───── ESTRATTO DELLA FONTE ─────

Arpat: diminuiti servizi e personale, sindacati denunciano

Arpat sull’orlo del collasso: controlli su acque, emissioni in atmosfera e rifiuti calati dal 12 al 30%, personale diminuito del 17% (e con Quota 100 si perderanno altre professionalità senza sostituirle). La denuncia di Rsu e sindacati che proclamano lo Stato di agitazione: “Tutti si mobilitino per tutelare un soggetto fondamentale per garantire il diritto alla salute ed un futuro sostenibile ai cittadini toscani”

La RSU di ARPAT insieme a CGIL, CISL e UIL di categoria e con l’appoggio anche della RSA della dirigenza, ha dichiarato lo stato di agitazione di tutto il personale di comparto di ARPAT.
Nel corso degli ultimi anni più volte i sindacati hanno denunciato pubblicamente il progressivo deteriorarsi della situazione di ARPAT ed il pericolo che questo stato delle cose costituisce per l’ambiente della Toscana, per la salute dei suoi cittadini e anche per lo sviluppo economico che, per essere sostenibile, deve fondarsi sulla conoscenza dell’ambiente e delle sue dinamiche, la mission dell’Agenzia.

Oggi ARPAT è sull’orlo del collasso, a causa di un quadro nazionale incerto, ma soprattutto per politiche regionali miopi e scelte aziendali incomprensibili, che hanno determinato un progressivo depauperamento di risorse umane e strumentali e disastri sotto l’aspetto organizzativo ed operativo.

Da anni, in un contesto già difficile per le politiche nazionali di rigore verso le pubbliche amministrazioni, la Regione impone ad ARPAT ulteriori vincoli di bilancio, che hanno pesantemente inciso sulla spesa di personale e che ancora limitano la possibilità di assumere: tra 2010 e 2018 il personale è diminuito del 17% (da 771 a 637 dipendenti); nei prossimi mesi, anche per effetto di “Quota 100”, la situazione si aggraverà ulteriormente visto che, nell’impossibilità di garantire un adeguato turn-over, sarà inevitabile l’ulteriore perdita di professionalità e competenze indispensabili per lo svolgimento delle attività istituzionali dell’Agenzia e continueremo ad assistere all’inesorabile incremento dell’età media dei lavoratori, già superiore ai 50 anni.

Critica è anche la carenza di dirigenti, il cui numero è ormai insufficiente per coprire la direzione di tutte le strutture e per garantire le funzioni tecnico-professionali caratteristiche della figura dirigenziale all’interno delle Agenzie di protezione ambientale.

─────

▸ CONSEGNE:
a – Rispondi a queste domande sul testo dedicato ad ARPAT.
(i) Di quanto è calato il personale dell'Agenzia tra il 2010 e il 2018?
(ii) Quali sigle sindacali di categoria affiancano la RSU nel dichiarare lo stato di agitazione?
(iii) Quale età media hanno già superato i lavoratori?
b – Traduci in inglese questa frase del testo su ARPAT: "Critica è anche la carenza di dirigenti, il cui numero è ormai insufficiente per coprire la direzione di tutte le strutture e per garantire le funzioni tecnico-professionali caratteristiche della figura dirigenziale all'interno delle Agenzie di protezione ambientale."
c – Riporta parola per parola un brano del testo su ARPAT. Comincia dalle parole "Nel corso degli" e fermati dopo "organizzativo ed operativo.".

───── DATI ─────

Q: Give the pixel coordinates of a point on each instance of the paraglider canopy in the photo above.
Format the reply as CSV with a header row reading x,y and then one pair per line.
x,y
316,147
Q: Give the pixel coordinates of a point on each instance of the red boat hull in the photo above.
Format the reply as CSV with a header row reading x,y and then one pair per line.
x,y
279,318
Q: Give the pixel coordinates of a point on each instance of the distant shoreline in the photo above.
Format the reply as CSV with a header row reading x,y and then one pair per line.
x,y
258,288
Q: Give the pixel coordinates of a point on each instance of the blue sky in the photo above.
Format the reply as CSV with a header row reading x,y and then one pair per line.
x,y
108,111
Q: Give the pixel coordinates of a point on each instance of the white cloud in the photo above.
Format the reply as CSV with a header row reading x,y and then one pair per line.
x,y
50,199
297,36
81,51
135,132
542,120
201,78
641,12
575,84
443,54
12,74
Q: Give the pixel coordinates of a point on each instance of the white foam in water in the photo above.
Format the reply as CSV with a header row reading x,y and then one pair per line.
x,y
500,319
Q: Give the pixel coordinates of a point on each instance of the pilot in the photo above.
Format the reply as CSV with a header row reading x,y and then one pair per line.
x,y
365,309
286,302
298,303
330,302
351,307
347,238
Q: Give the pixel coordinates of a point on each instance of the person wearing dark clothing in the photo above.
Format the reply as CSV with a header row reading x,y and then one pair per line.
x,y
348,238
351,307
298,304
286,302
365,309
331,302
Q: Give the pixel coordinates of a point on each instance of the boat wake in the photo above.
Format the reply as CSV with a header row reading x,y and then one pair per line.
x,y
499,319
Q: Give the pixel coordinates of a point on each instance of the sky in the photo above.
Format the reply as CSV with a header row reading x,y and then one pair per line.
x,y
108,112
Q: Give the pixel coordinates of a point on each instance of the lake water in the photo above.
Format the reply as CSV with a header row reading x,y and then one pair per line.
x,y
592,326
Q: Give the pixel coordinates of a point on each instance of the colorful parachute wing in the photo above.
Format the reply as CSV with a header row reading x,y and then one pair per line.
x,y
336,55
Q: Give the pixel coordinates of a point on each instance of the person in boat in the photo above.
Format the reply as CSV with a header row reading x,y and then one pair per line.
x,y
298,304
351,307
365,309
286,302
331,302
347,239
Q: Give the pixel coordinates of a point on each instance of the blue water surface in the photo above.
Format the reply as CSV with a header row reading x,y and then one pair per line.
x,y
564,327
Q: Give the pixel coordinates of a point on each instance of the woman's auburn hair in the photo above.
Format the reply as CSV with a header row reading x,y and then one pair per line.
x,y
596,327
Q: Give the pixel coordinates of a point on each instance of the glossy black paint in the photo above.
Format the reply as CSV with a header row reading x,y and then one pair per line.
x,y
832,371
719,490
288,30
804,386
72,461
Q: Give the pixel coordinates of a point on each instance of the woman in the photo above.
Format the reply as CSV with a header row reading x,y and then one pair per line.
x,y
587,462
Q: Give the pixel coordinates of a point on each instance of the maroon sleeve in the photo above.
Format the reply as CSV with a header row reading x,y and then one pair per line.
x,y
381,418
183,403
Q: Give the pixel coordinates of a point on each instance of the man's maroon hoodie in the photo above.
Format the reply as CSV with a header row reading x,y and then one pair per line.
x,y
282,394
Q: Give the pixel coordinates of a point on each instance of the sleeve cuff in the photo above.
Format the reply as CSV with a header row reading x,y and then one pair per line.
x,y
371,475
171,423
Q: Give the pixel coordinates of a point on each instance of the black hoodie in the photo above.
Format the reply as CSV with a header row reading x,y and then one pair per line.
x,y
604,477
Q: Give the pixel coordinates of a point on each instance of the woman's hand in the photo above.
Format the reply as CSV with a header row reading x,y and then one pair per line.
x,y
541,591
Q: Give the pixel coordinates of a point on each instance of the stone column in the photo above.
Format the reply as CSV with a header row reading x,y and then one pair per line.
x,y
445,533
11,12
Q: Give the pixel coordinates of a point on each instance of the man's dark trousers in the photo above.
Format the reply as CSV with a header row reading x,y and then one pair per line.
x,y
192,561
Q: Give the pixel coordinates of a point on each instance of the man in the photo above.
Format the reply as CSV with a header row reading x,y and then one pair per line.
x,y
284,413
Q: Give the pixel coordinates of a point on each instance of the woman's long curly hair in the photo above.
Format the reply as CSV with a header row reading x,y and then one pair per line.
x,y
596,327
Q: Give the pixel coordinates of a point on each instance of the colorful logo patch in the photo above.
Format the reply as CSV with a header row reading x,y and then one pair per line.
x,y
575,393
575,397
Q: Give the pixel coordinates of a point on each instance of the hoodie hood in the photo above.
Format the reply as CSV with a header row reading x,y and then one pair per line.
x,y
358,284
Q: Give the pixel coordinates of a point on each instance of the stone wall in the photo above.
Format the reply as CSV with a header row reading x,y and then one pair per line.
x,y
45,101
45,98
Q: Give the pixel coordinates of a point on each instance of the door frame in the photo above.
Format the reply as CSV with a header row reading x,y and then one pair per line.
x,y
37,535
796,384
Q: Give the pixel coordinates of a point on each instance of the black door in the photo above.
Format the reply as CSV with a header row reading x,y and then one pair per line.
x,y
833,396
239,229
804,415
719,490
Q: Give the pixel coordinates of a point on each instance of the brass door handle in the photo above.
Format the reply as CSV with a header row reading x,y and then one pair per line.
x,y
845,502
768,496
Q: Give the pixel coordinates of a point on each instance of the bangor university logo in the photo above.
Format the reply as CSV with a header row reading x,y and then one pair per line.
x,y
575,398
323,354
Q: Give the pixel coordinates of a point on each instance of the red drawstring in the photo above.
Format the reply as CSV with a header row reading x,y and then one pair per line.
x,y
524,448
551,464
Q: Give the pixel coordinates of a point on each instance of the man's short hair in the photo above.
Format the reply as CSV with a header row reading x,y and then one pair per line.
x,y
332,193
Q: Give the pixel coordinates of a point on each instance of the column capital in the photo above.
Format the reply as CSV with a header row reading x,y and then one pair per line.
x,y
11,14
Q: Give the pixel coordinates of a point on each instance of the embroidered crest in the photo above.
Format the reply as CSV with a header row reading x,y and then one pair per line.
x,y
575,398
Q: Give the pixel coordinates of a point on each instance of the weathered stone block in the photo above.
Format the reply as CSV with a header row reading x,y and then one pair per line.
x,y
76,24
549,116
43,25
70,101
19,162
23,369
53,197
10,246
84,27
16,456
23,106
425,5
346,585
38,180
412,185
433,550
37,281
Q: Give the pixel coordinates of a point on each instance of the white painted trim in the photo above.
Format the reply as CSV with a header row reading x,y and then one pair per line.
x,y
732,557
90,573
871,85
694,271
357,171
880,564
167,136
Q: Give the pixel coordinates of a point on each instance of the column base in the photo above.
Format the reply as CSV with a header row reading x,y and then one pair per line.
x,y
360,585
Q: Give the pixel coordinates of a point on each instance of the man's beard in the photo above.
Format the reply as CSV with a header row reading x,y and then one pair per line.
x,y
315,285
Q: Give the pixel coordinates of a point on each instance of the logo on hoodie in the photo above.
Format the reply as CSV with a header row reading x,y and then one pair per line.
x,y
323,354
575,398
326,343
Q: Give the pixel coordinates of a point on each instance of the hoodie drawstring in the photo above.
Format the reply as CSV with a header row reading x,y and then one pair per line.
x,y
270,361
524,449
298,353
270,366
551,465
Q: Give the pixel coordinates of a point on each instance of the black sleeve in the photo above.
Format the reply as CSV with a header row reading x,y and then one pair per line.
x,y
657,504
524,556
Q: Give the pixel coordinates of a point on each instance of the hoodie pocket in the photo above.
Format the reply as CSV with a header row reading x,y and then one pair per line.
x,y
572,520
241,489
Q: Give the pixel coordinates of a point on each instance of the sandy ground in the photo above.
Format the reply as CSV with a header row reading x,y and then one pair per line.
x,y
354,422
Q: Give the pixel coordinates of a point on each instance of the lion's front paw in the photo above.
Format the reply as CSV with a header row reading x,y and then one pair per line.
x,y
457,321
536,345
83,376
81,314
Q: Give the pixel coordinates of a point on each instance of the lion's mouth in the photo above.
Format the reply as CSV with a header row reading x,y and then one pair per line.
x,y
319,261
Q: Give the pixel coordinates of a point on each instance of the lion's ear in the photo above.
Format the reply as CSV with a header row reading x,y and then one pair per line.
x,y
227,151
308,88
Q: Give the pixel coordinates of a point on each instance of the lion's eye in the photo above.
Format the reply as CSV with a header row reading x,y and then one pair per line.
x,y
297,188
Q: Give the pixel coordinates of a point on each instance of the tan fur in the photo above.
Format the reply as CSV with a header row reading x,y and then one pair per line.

─────

▸ SOLUZIONI DEGLI ESERCIZI:
a –
(i) Del 17%, da 771 a 637 dipendenti.
(ii) CGIL, CISL e UIL.
(iii) I 50 anni.

b – Also critical is the shortage of senior managers, whose number is now insufficient to cover the management of all the units and to ensure the technical and professional functions typical of the managerial role within the Environmental Protection Agencies.

c –
Nel corso degli ultimi anni più volte i sindacati hanno denunciato pubblicamente il progressivo deteriorarsi della situazione di ARPAT ed il pericolo che questo stato delle cose costituisce per l’ambiente della Toscana, per la salute dei suoi cittadini e anche per lo sviluppo economico che, per essere sostenibile, deve fondarsi sulla conoscenza dell’ambiente e delle sue dinamiche, la mission dell’Agenzia.

Oggi ARPAT è sull’orlo del collasso, a causa di un quadro nazionale incerto, ma soprattutto per politiche regionali miopi e scelte aziendali incomprensibili, che hanno determinato un progressivo depauperamento di risorse umane e strumentali e disastri sotto l’aspetto organizzativo ed operativo.